The thing is, peracetic acid isn't technically a "dissolving" agent in the traditional sense. It's a powerful oxidizer that breaks down metal surfaces through chemical reactions. This matters because the corrosion rate varies dramatically based on conditions. A 5% PAA solution at room temperature might take hours to show visible effects on copper, while the same solution heated to 60°C could produce noticeable corrosion in minutes. And that's exactly where things get complicated for industrial applications.
Copper and Its Alloys: The Most Vulnerable
Copper and copper-based alloys like brass and bronze are the most susceptible to peracetic acid attack. The oxidation process creates copper acetate, which appears as a blue-green discoloration on the metal surface. In concentrated solutions or with prolonged exposure, the corrosion can penetrate deeper, creating pitting that compromises structural integrity.

WRITTEN TASK ▸ Repeat the passage on peracetic acid and metal corrosion word for word, from start to finish.

Saved entries:
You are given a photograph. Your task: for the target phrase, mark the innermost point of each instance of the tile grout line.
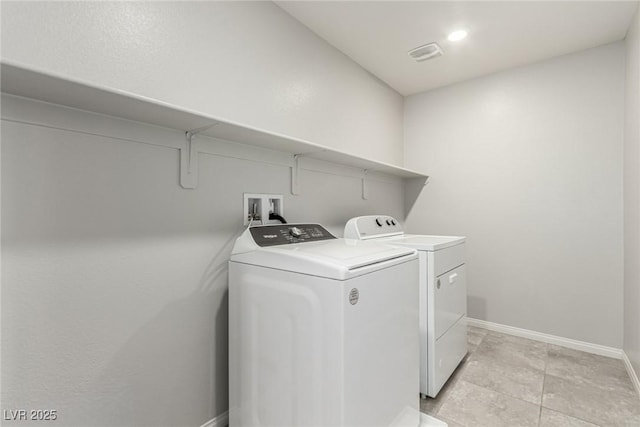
(544, 381)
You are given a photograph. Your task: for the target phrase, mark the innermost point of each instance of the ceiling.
(502, 34)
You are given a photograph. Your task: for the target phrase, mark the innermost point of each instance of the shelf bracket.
(365, 189)
(189, 159)
(295, 175)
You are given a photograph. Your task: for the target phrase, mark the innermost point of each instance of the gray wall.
(528, 164)
(248, 62)
(632, 198)
(114, 279)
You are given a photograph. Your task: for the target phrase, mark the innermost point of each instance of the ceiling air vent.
(428, 51)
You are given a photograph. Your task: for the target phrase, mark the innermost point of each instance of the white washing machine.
(322, 331)
(443, 294)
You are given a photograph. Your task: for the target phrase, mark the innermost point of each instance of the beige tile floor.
(511, 381)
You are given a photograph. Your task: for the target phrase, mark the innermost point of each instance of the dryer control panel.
(285, 234)
(372, 227)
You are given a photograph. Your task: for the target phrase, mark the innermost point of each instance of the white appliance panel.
(306, 350)
(450, 299)
(448, 352)
(381, 349)
(442, 294)
(280, 375)
(449, 258)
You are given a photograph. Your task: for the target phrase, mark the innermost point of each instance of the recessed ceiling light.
(457, 35)
(427, 51)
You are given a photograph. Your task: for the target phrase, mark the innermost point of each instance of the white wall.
(632, 198)
(248, 62)
(527, 163)
(114, 279)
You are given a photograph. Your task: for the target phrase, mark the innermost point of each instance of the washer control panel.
(285, 234)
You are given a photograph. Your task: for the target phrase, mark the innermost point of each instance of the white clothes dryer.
(443, 294)
(322, 331)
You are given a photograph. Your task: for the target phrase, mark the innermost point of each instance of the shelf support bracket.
(189, 159)
(365, 189)
(295, 175)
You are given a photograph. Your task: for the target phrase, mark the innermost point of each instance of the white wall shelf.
(43, 86)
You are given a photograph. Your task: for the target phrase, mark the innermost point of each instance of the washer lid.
(338, 259)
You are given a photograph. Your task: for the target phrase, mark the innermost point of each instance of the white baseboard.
(632, 372)
(221, 420)
(551, 339)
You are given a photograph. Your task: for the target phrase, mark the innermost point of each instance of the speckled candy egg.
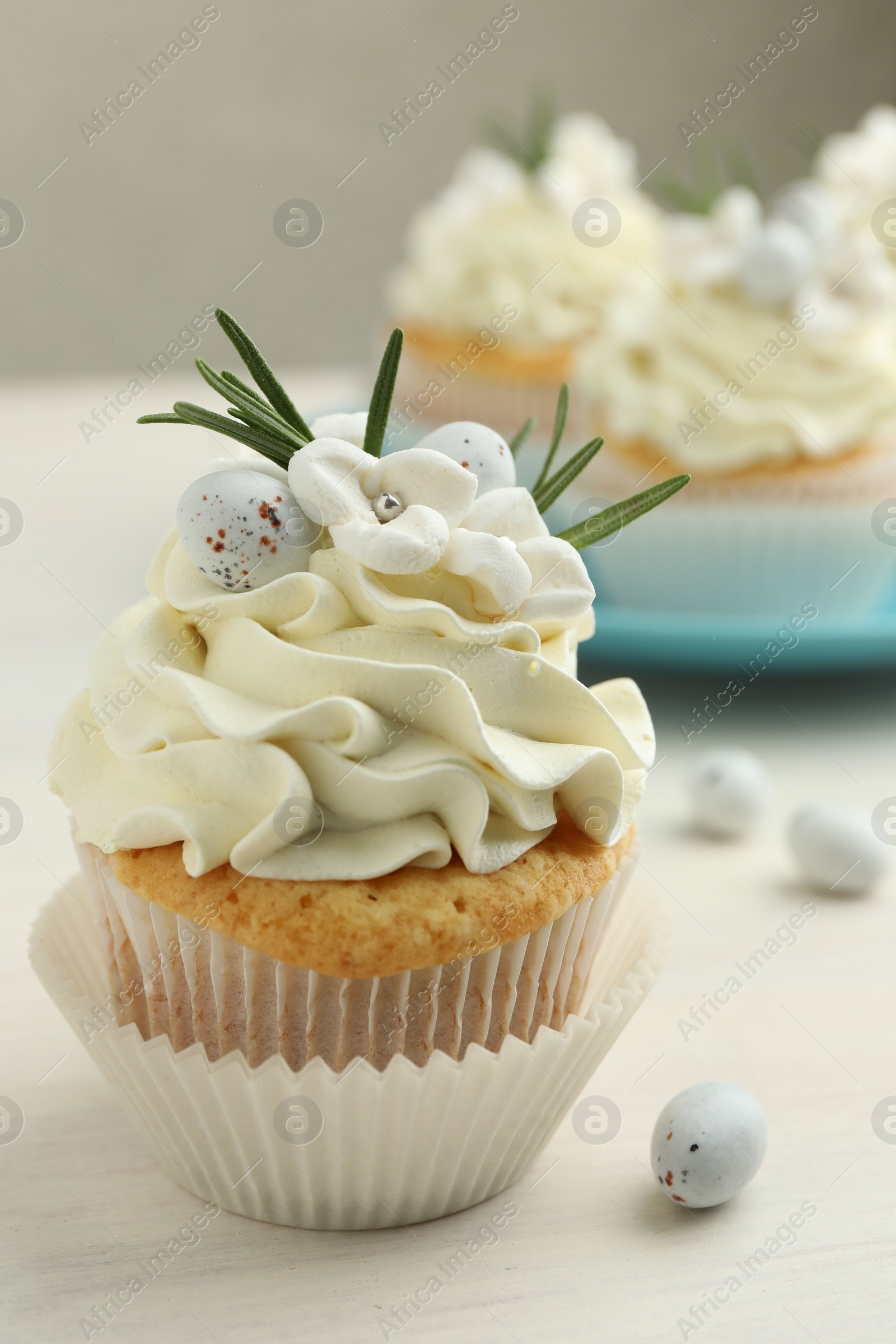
(708, 1143)
(729, 791)
(245, 529)
(477, 448)
(836, 847)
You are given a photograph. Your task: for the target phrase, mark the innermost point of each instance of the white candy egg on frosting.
(729, 791)
(708, 1143)
(836, 847)
(479, 449)
(245, 529)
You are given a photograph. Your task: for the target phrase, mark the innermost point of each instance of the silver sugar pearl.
(386, 507)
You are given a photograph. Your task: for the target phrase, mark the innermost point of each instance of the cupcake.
(512, 267)
(356, 839)
(765, 365)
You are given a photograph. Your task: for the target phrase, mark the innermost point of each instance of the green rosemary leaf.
(554, 488)
(521, 435)
(559, 425)
(245, 389)
(382, 397)
(191, 414)
(262, 373)
(618, 515)
(254, 412)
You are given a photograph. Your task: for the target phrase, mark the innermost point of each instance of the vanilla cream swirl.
(499, 236)
(412, 726)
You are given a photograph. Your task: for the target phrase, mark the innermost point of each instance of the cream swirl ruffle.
(414, 729)
(809, 393)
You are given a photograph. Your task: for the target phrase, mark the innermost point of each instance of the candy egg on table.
(244, 529)
(729, 791)
(836, 847)
(477, 448)
(708, 1143)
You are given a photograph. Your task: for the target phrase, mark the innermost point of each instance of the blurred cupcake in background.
(859, 170)
(763, 362)
(514, 265)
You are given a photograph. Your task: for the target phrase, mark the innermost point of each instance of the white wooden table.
(595, 1252)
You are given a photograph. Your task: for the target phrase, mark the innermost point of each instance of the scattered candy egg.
(245, 529)
(708, 1143)
(836, 847)
(477, 448)
(729, 791)
(349, 427)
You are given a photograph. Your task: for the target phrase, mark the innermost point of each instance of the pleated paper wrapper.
(315, 1103)
(472, 390)
(747, 546)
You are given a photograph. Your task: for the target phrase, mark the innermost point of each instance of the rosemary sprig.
(559, 425)
(189, 414)
(533, 143)
(382, 397)
(554, 488)
(262, 373)
(618, 515)
(273, 428)
(272, 425)
(251, 409)
(521, 435)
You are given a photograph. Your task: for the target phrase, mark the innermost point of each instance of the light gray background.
(159, 217)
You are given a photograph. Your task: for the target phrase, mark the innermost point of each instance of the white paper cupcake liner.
(746, 550)
(198, 986)
(359, 1148)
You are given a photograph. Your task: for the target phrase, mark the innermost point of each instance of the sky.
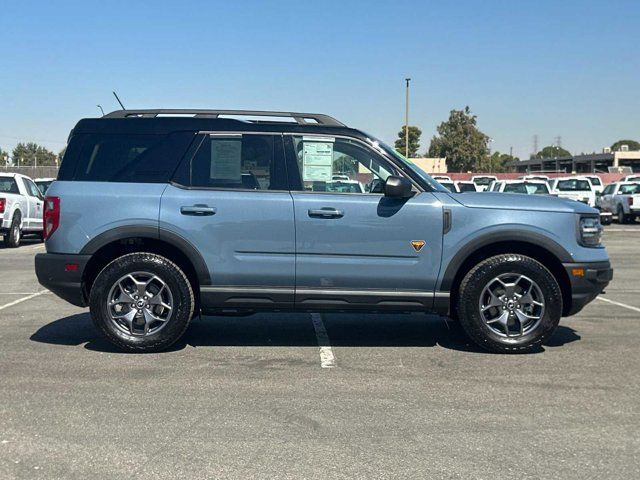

SOLUTION FOR THIS EXERCISE ▸
The thing is, peracetic acid isn't technically a "dissolving" agent in the traditional sense. It's a powerful oxidizer that breaks down metal surfaces through chemical reactions. This matters because the corrosion rate varies dramatically based on conditions. A 5% PAA solution at room temperature might take hours to show visible effects on copper, while the same solution heated to 60°C could produce noticeable corrosion in minutes. And that's exactly where things get complicated for industrial applications.
Copper and Its Alloys: The Most Vulnerable
Copper and copper-based alloys like brass and bronze are the most susceptible to peracetic acid attack. The oxidation process creates copper acetate, which appears as a blue-green discoloration on the metal surface. In concentrated solutions or with prolonged exposure, the corrosion can penetrate deeper, creating pitting that compromises structural integrity.